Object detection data
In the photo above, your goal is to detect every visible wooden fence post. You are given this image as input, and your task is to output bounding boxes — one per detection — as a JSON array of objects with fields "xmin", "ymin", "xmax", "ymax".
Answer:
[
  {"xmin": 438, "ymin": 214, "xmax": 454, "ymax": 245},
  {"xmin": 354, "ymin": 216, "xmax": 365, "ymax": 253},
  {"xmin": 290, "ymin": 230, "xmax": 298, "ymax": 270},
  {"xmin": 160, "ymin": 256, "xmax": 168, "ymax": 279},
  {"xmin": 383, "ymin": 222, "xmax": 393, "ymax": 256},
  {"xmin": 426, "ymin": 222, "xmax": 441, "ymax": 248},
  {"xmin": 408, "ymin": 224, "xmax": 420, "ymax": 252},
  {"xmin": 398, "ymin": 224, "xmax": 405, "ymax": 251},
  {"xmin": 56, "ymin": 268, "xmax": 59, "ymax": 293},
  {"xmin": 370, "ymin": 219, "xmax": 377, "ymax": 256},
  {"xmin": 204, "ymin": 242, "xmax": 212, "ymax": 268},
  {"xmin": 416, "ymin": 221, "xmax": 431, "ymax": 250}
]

:: Exercise description ::
Convert every line of the listing above into a numbered list with one line per item, omitting blank lines.

:: Answer for the task ::
1. In the photo above, your goal is to detect every visible wooden fence post. You are given this image as input, and your task is to output bounding boxes — one per detection — as a JSON array of objects with fields "xmin", "ymin", "xmax", "ymax".
2. Answer:
3. [
4.   {"xmin": 438, "ymin": 214, "xmax": 454, "ymax": 245},
5.   {"xmin": 354, "ymin": 216, "xmax": 365, "ymax": 253},
6.   {"xmin": 290, "ymin": 230, "xmax": 298, "ymax": 270},
7.   {"xmin": 160, "ymin": 256, "xmax": 168, "ymax": 279},
8.   {"xmin": 383, "ymin": 222, "xmax": 393, "ymax": 256},
9.   {"xmin": 426, "ymin": 222, "xmax": 441, "ymax": 248},
10.   {"xmin": 408, "ymin": 224, "xmax": 420, "ymax": 252},
11.   {"xmin": 398, "ymin": 224, "xmax": 405, "ymax": 251},
12.   {"xmin": 56, "ymin": 268, "xmax": 59, "ymax": 293},
13.   {"xmin": 370, "ymin": 219, "xmax": 377, "ymax": 256},
14.   {"xmin": 204, "ymin": 242, "xmax": 212, "ymax": 268},
15.   {"xmin": 416, "ymin": 221, "xmax": 431, "ymax": 250}
16. ]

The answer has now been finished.